Work to do>
(A) Shorten the paragraph of the article on the Buckeyes' defense that begins "Dating back to an 82-69 road victory," keeping its main facts.
(B) Reproduce word for word the passage of the article on the Buckeyes' defense that starts at "Regardless, it seemed" and ends after "win Jan. 25.".

##### Selected extract

Entering Sunday's home contest against the Hoosiers, Matta spent two days stressing defense to his charges – and with good reason. Although the Buckeyes were second in the Big Ten in scoring defense, allowing an average of 59.5 points per game, teams had been heating up from the floor in recent games.
Dating back to an 82-69 road victory Feb. 6 against Minnesota, the Buckeyes had allowed five straight opponents to shoot better than 50.0 percent from the field. During those games, OSU went 3-2 and suffered its only losses of the season at the hands of Purdue and Wisconsin. Prior to that stretch, only five teams had done so well against the Buckeyes all season.
"We've just been giving up too high of a field-goal percentage," Matta said after the IU game. "We had turned some teams over but I felt like we had to get back to a mind-set of defending."
So it was that Matta looked for some advice.
After the game, freshman point guard Aaron Craft told reporters that the drill was one where four players had to play defense against five offensive players.
"It made us run around," the freshman told The (Columbus) Dispatch. "It worked. I think we played a lot harder tonight. We played well in practice when we just went with four guys, and we had a fifth tonight."
The next day, Matta was mum on the details of the drill.
Pressed for a description, "We made a couple changes to it and I think it helped the drill" was all Matta would offer.
Regardless, it seemed to have paid some dividends. For the game, the Hoosiers went 20 for 52 (38.5 percent) from the field. It was the second-worst performance for an OSU opponent in Big Ten play, narrowly beating Purdue's 38.1 percent effort (24 for 63) in a 23-point Buckeye win Jan. 25.
"That's something we keyed on," OSU senior David Lighty said. "We had to do the basic things like rebounding and playing hard."

##########
##### Extracted material

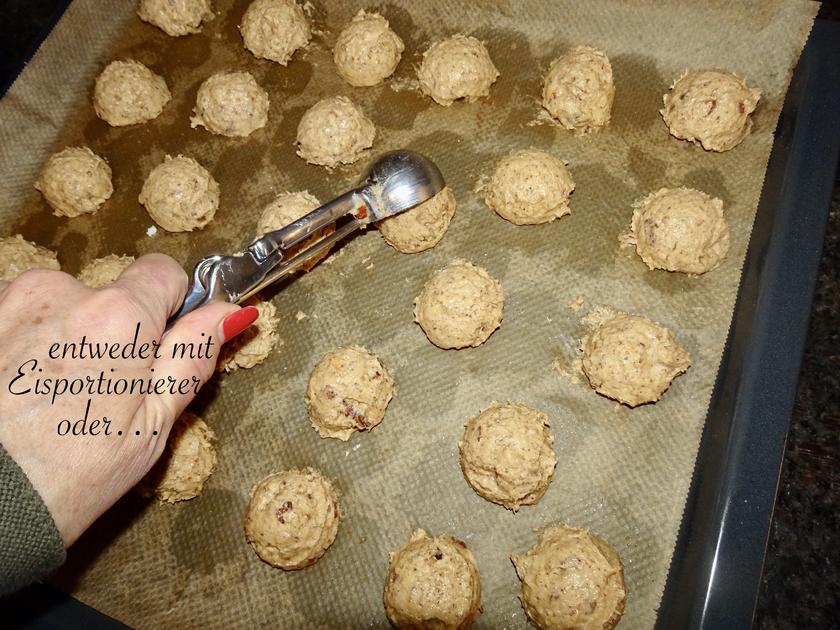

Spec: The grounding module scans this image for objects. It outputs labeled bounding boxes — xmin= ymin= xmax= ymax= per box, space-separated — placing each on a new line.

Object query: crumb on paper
xmin=569 ymin=295 xmax=584 ymax=313
xmin=551 ymin=357 xmax=583 ymax=385
xmin=581 ymin=304 xmax=616 ymax=329
xmin=321 ymin=249 xmax=346 ymax=265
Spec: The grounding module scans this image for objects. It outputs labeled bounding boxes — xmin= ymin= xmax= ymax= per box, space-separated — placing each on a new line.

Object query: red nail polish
xmin=222 ymin=306 xmax=260 ymax=341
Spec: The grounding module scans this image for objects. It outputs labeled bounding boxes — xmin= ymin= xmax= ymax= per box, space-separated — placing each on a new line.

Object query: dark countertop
xmin=0 ymin=0 xmax=840 ymax=630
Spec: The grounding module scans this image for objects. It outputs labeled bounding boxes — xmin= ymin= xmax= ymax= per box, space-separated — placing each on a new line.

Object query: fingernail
xmin=222 ymin=306 xmax=260 ymax=341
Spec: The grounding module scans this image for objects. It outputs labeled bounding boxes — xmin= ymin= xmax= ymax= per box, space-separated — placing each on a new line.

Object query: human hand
xmin=0 ymin=254 xmax=258 ymax=547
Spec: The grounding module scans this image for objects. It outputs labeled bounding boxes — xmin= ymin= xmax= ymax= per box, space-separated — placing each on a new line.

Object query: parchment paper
xmin=0 ymin=0 xmax=817 ymax=628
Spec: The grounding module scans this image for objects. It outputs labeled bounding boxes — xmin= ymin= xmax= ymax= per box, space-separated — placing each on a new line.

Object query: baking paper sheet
xmin=0 ymin=0 xmax=817 ymax=628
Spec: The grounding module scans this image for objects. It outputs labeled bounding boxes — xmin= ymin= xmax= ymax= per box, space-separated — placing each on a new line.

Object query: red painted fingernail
xmin=222 ymin=306 xmax=260 ymax=341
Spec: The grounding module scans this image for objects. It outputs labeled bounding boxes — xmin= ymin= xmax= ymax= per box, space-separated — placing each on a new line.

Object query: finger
xmin=147 ymin=302 xmax=259 ymax=426
xmin=111 ymin=254 xmax=187 ymax=329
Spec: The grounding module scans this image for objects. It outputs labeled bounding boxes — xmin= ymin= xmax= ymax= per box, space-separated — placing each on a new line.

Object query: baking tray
xmin=0 ymin=3 xmax=840 ymax=628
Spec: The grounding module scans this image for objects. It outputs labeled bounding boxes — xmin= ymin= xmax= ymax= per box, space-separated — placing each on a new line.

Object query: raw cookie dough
xmin=542 ymin=46 xmax=615 ymax=133
xmin=297 ymin=96 xmax=376 ymax=168
xmin=484 ymin=149 xmax=575 ymax=225
xmin=0 ymin=234 xmax=61 ymax=282
xmin=216 ymin=299 xmax=280 ymax=372
xmin=659 ymin=70 xmax=761 ymax=151
xmin=239 ymin=0 xmax=312 ymax=66
xmin=383 ymin=529 xmax=481 ymax=630
xmin=79 ymin=254 xmax=134 ymax=289
xmin=511 ymin=524 xmax=626 ymax=630
xmin=458 ymin=401 xmax=557 ymax=512
xmin=377 ymin=187 xmax=456 ymax=254
xmin=137 ymin=0 xmax=215 ymax=37
xmin=245 ymin=468 xmax=341 ymax=571
xmin=580 ymin=313 xmax=691 ymax=407
xmin=190 ymin=72 xmax=268 ymax=138
xmin=333 ymin=9 xmax=405 ymax=87
xmin=137 ymin=411 xmax=216 ymax=503
xmin=93 ymin=61 xmax=172 ymax=127
xmin=417 ymin=34 xmax=499 ymax=106
xmin=139 ymin=155 xmax=219 ymax=232
xmin=414 ymin=260 xmax=505 ymax=349
xmin=35 ymin=147 xmax=114 ymax=217
xmin=306 ymin=346 xmax=394 ymax=441
xmin=257 ymin=190 xmax=335 ymax=271
xmin=630 ymin=187 xmax=729 ymax=275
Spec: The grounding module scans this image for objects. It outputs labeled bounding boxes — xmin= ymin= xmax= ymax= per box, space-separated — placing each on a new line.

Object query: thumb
xmin=147 ymin=302 xmax=259 ymax=420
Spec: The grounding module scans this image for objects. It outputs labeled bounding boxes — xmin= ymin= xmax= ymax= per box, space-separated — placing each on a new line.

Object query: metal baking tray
xmin=0 ymin=7 xmax=840 ymax=629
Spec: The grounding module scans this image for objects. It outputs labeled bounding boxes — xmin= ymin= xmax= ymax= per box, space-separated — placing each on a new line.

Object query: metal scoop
xmin=170 ymin=151 xmax=446 ymax=322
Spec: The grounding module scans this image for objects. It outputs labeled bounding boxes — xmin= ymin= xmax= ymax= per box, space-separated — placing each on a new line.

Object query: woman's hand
xmin=0 ymin=254 xmax=257 ymax=546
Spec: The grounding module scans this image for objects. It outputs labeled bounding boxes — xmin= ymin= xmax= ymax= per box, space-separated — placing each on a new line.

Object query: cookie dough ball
xmin=216 ymin=300 xmax=280 ymax=372
xmin=137 ymin=411 xmax=216 ymax=503
xmin=542 ymin=46 xmax=615 ymax=133
xmin=297 ymin=96 xmax=376 ymax=168
xmin=79 ymin=254 xmax=134 ymax=289
xmin=190 ymin=72 xmax=268 ymax=138
xmin=630 ymin=187 xmax=729 ymax=275
xmin=414 ymin=260 xmax=505 ymax=349
xmin=239 ymin=0 xmax=312 ymax=66
xmin=257 ymin=190 xmax=335 ymax=271
xmin=377 ymin=187 xmax=456 ymax=254
xmin=139 ymin=155 xmax=219 ymax=232
xmin=35 ymin=147 xmax=114 ymax=217
xmin=306 ymin=346 xmax=394 ymax=441
xmin=137 ymin=0 xmax=215 ymax=37
xmin=0 ymin=234 xmax=61 ymax=282
xmin=458 ymin=402 xmax=557 ymax=512
xmin=580 ymin=313 xmax=691 ymax=407
xmin=417 ymin=35 xmax=499 ymax=106
xmin=383 ymin=529 xmax=481 ymax=630
xmin=93 ymin=61 xmax=172 ymax=127
xmin=511 ymin=524 xmax=626 ymax=630
xmin=659 ymin=70 xmax=761 ymax=151
xmin=333 ymin=9 xmax=405 ymax=87
xmin=245 ymin=468 xmax=341 ymax=571
xmin=484 ymin=149 xmax=575 ymax=225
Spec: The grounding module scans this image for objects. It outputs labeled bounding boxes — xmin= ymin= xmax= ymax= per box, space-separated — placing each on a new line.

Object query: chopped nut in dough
xmin=628 ymin=187 xmax=729 ymax=275
xmin=79 ymin=254 xmax=134 ymax=289
xmin=137 ymin=411 xmax=216 ymax=503
xmin=35 ymin=147 xmax=114 ymax=217
xmin=580 ymin=313 xmax=691 ymax=407
xmin=0 ymin=234 xmax=61 ymax=282
xmin=137 ymin=0 xmax=215 ymax=37
xmin=306 ymin=346 xmax=394 ymax=442
xmin=484 ymin=149 xmax=575 ymax=225
xmin=245 ymin=468 xmax=341 ymax=571
xmin=190 ymin=72 xmax=269 ymax=138
xmin=414 ymin=260 xmax=505 ymax=349
xmin=458 ymin=402 xmax=557 ymax=512
xmin=377 ymin=187 xmax=456 ymax=254
xmin=239 ymin=0 xmax=312 ymax=66
xmin=542 ymin=46 xmax=615 ymax=133
xmin=139 ymin=155 xmax=219 ymax=232
xmin=383 ymin=529 xmax=481 ymax=630
xmin=417 ymin=34 xmax=499 ymax=106
xmin=659 ymin=70 xmax=761 ymax=151
xmin=297 ymin=96 xmax=376 ymax=168
xmin=333 ymin=9 xmax=405 ymax=87
xmin=511 ymin=524 xmax=627 ymax=630
xmin=93 ymin=61 xmax=172 ymax=127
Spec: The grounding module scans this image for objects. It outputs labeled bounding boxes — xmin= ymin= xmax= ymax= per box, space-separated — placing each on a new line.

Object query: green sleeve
xmin=0 ymin=444 xmax=66 ymax=595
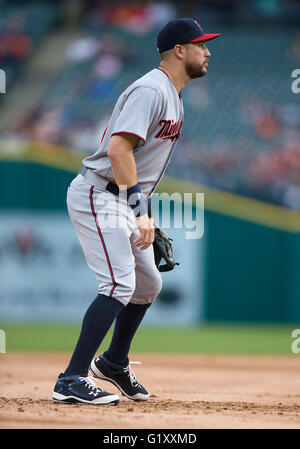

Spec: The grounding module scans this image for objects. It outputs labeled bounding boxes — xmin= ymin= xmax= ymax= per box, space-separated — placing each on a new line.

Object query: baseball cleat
xmin=52 ymin=374 xmax=120 ymax=405
xmin=91 ymin=354 xmax=149 ymax=401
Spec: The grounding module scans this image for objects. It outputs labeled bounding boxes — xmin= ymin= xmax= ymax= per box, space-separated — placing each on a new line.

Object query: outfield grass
xmin=0 ymin=323 xmax=300 ymax=354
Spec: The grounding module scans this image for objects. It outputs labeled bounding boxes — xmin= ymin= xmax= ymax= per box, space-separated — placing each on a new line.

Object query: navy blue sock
xmin=64 ymin=295 xmax=124 ymax=377
xmin=104 ymin=302 xmax=151 ymax=367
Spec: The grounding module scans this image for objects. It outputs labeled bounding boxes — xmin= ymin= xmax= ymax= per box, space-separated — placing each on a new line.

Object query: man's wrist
xmin=127 ymin=184 xmax=148 ymax=217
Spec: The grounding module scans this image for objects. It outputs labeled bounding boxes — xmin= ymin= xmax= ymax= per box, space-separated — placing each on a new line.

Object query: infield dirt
xmin=0 ymin=353 xmax=300 ymax=429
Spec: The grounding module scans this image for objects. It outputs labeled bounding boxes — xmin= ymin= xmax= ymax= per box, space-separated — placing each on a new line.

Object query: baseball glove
xmin=153 ymin=226 xmax=179 ymax=272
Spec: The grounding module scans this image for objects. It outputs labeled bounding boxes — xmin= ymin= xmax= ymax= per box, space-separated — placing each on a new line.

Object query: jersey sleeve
xmin=111 ymin=87 xmax=162 ymax=142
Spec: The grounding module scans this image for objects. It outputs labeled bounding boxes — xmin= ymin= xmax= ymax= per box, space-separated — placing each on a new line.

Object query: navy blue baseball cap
xmin=157 ymin=19 xmax=221 ymax=53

##########

Answers to the exercise>
(A) Since the 82-69 road win over Minnesota on Feb. 6, five straight opponents had shot better than 50.0 percent from the field against the Buckeyes. OSU went 3-2 in those games, and both of its season losses, to Purdue and Wisconsin, came in that stretch. Before then, only five teams all season had shot that well against them.

(B)
Regardless, it seemed to have paid some dividends. For the game, the Hoosiers went 20 for 52 (38.5 percent) from the field. It was the second-worst performance for an OSU opponent in Big Ten play, narrowly beating Purdue's 38.1 percent effort (24 for 63) in a 23-point Buckeye win Jan. 25.